━━ Records for the task

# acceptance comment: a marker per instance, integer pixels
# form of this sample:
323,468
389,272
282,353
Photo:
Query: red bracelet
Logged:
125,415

━━━━

> **Task goal**
Copy the rows above verbatim, line for line, without changing any character.

> **Response to this task**
# acceptance comment: a marker per instance, integer pixels
# form of this sample:
323,468
389,272
282,353
Photo:
Query: red bracelet
Logged:
125,415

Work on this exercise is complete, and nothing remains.